» PROBLEM DESCRIPTION: Pick out each line of the material that contains the string "shirt". Matching is case-sensitive.

» INPUT RECORDS:

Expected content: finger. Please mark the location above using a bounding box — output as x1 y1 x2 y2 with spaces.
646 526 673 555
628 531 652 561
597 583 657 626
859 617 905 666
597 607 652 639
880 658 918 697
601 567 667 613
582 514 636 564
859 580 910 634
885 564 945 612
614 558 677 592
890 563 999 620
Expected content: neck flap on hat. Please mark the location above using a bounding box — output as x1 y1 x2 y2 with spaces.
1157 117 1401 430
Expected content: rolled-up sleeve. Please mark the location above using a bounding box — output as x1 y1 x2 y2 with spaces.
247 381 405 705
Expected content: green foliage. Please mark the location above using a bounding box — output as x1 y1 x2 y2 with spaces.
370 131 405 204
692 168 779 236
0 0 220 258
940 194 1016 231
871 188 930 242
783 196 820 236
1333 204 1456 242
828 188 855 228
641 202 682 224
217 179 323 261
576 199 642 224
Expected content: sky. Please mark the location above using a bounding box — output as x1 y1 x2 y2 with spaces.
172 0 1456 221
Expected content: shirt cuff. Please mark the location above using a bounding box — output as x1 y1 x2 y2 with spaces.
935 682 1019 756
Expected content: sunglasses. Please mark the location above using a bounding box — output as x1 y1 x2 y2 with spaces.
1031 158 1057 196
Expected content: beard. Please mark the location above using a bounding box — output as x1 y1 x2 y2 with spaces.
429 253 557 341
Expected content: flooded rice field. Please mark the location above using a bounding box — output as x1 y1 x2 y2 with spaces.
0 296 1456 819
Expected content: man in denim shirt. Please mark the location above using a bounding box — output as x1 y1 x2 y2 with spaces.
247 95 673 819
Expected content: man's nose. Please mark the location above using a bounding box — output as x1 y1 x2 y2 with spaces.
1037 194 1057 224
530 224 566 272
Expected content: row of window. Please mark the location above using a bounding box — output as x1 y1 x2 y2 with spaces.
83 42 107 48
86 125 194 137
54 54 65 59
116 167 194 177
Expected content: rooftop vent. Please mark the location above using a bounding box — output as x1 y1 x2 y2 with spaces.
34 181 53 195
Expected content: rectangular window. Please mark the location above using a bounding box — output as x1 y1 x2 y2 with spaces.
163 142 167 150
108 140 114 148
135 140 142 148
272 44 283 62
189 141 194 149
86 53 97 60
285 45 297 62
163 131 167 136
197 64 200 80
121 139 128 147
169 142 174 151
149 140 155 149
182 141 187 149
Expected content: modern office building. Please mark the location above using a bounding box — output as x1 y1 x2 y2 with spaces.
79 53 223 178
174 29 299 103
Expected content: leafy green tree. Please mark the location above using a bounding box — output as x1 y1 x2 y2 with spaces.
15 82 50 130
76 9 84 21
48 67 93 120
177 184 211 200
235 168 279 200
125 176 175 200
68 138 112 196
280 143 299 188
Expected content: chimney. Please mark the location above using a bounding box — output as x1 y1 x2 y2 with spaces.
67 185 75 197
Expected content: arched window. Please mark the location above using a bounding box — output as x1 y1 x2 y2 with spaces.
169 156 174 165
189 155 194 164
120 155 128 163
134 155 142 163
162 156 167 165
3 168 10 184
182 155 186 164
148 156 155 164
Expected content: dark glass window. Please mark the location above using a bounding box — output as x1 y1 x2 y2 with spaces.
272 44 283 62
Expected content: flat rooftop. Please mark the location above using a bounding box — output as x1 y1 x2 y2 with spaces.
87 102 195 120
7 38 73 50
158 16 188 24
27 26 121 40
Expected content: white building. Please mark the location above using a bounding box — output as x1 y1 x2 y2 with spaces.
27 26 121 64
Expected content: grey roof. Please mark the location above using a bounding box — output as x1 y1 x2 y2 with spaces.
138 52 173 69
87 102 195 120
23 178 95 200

» ANSWER TO THE PROBLEM:
Expected content: shirt cuff. Please mark the location above using a bounding box — output as x1 y1 x2 y2 with spaces.
Expected content: man in denim shirt. Please mark the location above using a bounding box — output as x1 y1 x2 y2 with spaces.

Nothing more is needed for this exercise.